[Position annotation data]

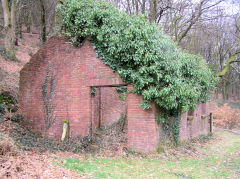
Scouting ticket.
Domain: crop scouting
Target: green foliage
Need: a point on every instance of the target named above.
(7, 102)
(65, 121)
(122, 92)
(8, 55)
(93, 91)
(175, 81)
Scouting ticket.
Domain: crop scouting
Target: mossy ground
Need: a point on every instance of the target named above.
(217, 158)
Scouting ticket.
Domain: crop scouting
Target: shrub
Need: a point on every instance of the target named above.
(174, 80)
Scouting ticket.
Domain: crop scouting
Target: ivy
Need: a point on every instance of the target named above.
(174, 80)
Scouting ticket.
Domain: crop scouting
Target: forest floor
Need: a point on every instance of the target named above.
(216, 156)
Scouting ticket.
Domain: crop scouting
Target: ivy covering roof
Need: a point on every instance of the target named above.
(141, 54)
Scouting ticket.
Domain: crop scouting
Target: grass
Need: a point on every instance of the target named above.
(219, 159)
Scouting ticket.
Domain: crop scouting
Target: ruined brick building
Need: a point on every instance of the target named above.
(57, 85)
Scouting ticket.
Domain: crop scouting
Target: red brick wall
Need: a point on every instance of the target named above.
(76, 69)
(112, 107)
(143, 132)
(107, 107)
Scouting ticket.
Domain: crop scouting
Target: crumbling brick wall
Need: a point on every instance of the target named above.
(61, 76)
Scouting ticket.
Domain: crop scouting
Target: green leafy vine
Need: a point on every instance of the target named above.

▸ Exercise goal:
Reproduce the lines of the data above word for word, omitting the pictures.

▸ Worked solution:
Scouting ticket.
Domain: crop scouting
Target: green foliage
Need: a point on every instance of the target named above.
(7, 102)
(65, 121)
(122, 92)
(8, 55)
(93, 91)
(175, 81)
Scouting ticket.
Domain: crop scouting
Target: mossy ground
Need: a point on every instance of the target named above.
(217, 158)
Scouting ticket.
Domain: crop scouting
Target: shrub
Need: a point on every instance of the target named above.
(174, 80)
Scouting ticket.
Domain: crop scouting
Target: ivy
Need: a point on every instance of the target named above.
(174, 80)
Scouting ticket.
Domain: crop scouting
Target: forest floor
Need: a point on every instance of the target named above.
(216, 156)
Scouting ticket.
Domain: crop scouting
Target: ivy covering roof
Need: a point on every instance of the target named above.
(141, 54)
Scouting ticket.
Domain: crop scouting
Target: grass
Need: a point on every instance of the target named above.
(219, 159)
Scouting ticket.
Domain: crop scouting
Target: ruined brick building
Need: a point on every instance of the target named above.
(57, 85)
Scouting ticket.
Domain: crop scouting
Target: red brick wall
Need: a point on every instance of the target named above.
(76, 69)
(112, 107)
(143, 132)
(107, 107)
Scouting ticket.
Domain: crop scouting
Target: crumbling brick wall
Need: a point on every instance of the target named above.
(61, 76)
Scouting ticket.
Domain: crop scouting
Target: green leafy vine
Need: a point on every instance of the target named above.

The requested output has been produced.